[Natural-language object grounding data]
◆ ◆ ◆ ◆ ◆

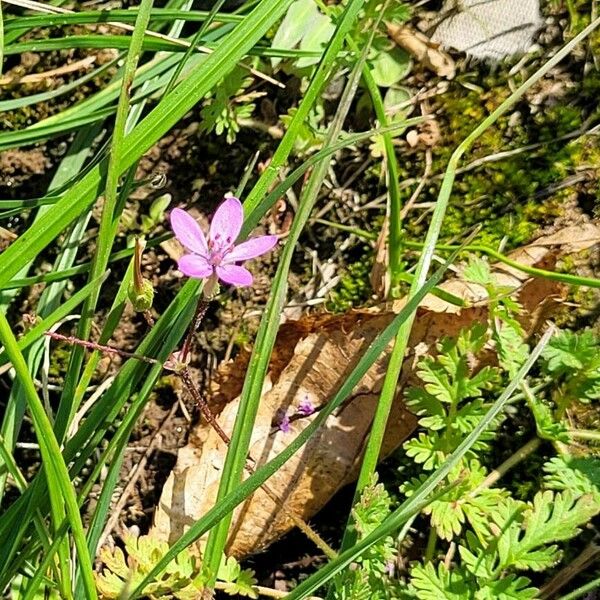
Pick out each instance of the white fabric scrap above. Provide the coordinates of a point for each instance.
(489, 29)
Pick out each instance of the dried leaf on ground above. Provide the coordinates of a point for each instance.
(312, 356)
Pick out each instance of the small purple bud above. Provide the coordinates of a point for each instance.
(283, 423)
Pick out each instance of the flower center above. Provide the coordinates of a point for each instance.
(219, 248)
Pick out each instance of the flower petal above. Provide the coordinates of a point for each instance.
(188, 232)
(227, 223)
(234, 275)
(251, 249)
(194, 265)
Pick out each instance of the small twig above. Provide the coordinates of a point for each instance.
(201, 309)
(424, 179)
(70, 339)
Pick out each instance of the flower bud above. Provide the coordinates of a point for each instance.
(140, 292)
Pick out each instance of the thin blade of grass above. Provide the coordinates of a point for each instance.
(373, 448)
(250, 485)
(59, 483)
(421, 497)
(235, 459)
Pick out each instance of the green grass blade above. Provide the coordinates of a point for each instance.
(248, 486)
(235, 460)
(59, 483)
(373, 448)
(64, 309)
(25, 23)
(158, 122)
(421, 497)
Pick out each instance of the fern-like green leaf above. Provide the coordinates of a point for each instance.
(579, 475)
(507, 588)
(428, 584)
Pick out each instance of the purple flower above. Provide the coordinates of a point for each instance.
(217, 257)
(306, 407)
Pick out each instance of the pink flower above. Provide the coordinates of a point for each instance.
(217, 257)
(306, 407)
(283, 423)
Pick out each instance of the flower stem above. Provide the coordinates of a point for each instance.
(201, 309)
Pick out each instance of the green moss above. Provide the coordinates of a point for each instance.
(354, 288)
(508, 199)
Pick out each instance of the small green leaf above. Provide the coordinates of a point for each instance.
(390, 66)
(443, 584)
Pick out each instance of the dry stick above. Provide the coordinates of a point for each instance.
(201, 309)
(310, 533)
(137, 472)
(40, 7)
(184, 374)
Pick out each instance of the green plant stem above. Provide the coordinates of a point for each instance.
(562, 277)
(431, 544)
(109, 218)
(247, 487)
(510, 463)
(395, 238)
(584, 434)
(59, 484)
(388, 391)
(567, 278)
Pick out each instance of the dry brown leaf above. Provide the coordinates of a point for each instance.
(423, 49)
(311, 358)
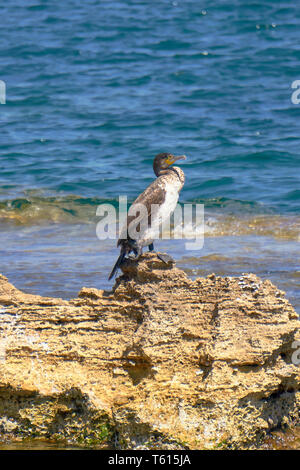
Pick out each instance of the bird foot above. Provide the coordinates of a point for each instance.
(165, 258)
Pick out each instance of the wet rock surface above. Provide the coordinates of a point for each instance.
(161, 361)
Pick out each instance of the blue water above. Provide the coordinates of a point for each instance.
(95, 89)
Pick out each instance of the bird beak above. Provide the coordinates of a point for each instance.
(172, 160)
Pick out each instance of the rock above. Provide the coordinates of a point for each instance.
(161, 361)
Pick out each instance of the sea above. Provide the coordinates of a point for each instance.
(91, 91)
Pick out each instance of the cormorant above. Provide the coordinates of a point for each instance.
(162, 192)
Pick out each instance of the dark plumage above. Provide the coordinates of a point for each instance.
(162, 192)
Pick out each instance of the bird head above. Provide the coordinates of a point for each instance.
(162, 161)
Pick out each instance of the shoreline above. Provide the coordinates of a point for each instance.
(174, 374)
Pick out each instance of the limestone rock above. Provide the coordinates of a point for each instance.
(161, 361)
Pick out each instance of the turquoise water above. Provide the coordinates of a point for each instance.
(95, 89)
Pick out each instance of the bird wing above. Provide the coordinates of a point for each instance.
(153, 194)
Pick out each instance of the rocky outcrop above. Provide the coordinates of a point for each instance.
(161, 361)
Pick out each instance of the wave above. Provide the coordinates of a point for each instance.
(223, 217)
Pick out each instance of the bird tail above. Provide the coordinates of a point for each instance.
(117, 265)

◆ ◆ ◆ ◆ ◆

** What to do **
For this exercise, transcribe the data exactly but without its pictures.

** Your solution **
Pick out each instance of the white fabric scrap above. Provide the coordinates of a point for each instance.
(489, 29)
Pick out each instance of the dried leaf on ground above. Provide the coordinates of a point for each instance.
(312, 356)
Pick out each instance of the small purple bud above. Provide the coordinates of a point for each instance.
(283, 423)
Pick out each instance of the flower center above. Provide the coordinates of a point for each instance.
(219, 248)
Pick out each instance of the flower petal above. Provide the coordinates of a point for each instance.
(188, 232)
(227, 223)
(234, 275)
(251, 249)
(194, 265)
Pick out each instance of the small twig above. Provide the coordinates of a point for each instance.
(201, 309)
(424, 179)
(70, 339)
Pick out each instance of the flower bud above. Provide the coordinates of a point for each instance.
(140, 292)
Pick out each instance of the thin blade of grass above. Provide the coordinates of a point for each instance.
(373, 448)
(250, 485)
(59, 483)
(421, 497)
(235, 459)
Pick out each instance of the green grass blade above. Provide the coordinates of a point for each instance.
(248, 486)
(235, 460)
(59, 483)
(373, 448)
(64, 309)
(25, 23)
(158, 122)
(421, 497)
Pick out each instance of the fern-like green leaf above. Provide the coordinates of a point for each instance.
(579, 475)
(507, 588)
(428, 584)
Pick out each instance of the purple flower above. Provide the coordinates of a point for each instance.
(217, 257)
(306, 407)
Pick out each instance of the pink flower above. Provide the coordinates of a point for each instance.
(217, 257)
(306, 407)
(283, 423)
Pick out each instance of the flower stem above. Provide the coordinates of a point for each instance.
(201, 309)
Pick out each instance of the green moss above. Provide the coordinates of a point for each instance.
(354, 288)
(508, 199)
Pick out each instance of the small green leaf above. Provide the coordinates of a point for each instance.
(390, 66)
(443, 584)
Pick out each instance of the dry stick above. Provide the coordinates of a point for each instance.
(201, 309)
(310, 533)
(137, 472)
(40, 7)
(184, 374)
Pick out each instance of the green plant stem above. Provide the coordinates of a point for each instance.
(562, 277)
(431, 544)
(109, 218)
(247, 487)
(510, 463)
(395, 238)
(584, 434)
(59, 484)
(388, 391)
(567, 278)
Pick out each instance of the dry brown leaf above. Provide the coordinates of a point for each instance.
(423, 49)
(311, 358)
Pick out each instance of the bird foot above. Provide the coordinates of a point for each instance.
(165, 258)
Pick out each instance of the wet rock surface above. Provide the coordinates of a point for each instance.
(161, 361)
Pick out each instance of the blue water above. Provide the coordinates of a point for each instance.
(95, 89)
Pick out each instance of the bird beak above. Provide the coordinates of a point for each instance.
(172, 160)
Pick out each instance of the rock above. Provide the coordinates of a point for each instance.
(161, 361)
Pick out each instance of the sea above. Provide the coordinates of a point for each instance.
(91, 91)
Pick out each instance of the cormorant above. Provide the coordinates of a point for each instance.
(162, 192)
Pick out each instance of the dark plumage above. Provide the coordinates of a point for each instance.
(162, 192)
Pick out each instance of the bird head above. Provide the coordinates of a point for each instance.
(162, 161)
Pick out each instance of the shoreline above. Provide the coordinates of a point for each instance.
(174, 374)
Pick out each instance of the limestone rock above. Provide the coordinates of a point for each instance.
(161, 361)
Pick out each instance of the turquoise water above. Provide the coordinates of a point for each instance.
(95, 89)
Pick out each instance of the bird wing above. Provide the coordinates of a point for each instance.
(153, 194)
Pick out each instance of the rocky outcrop above. Provide the coordinates of a point for each instance.
(161, 361)
Pick out each instance of the wave above. Provide the coordinates of a point for each instance.
(223, 217)
Pick out each instance of the bird tail above. Provide the coordinates of a point for each instance.
(117, 265)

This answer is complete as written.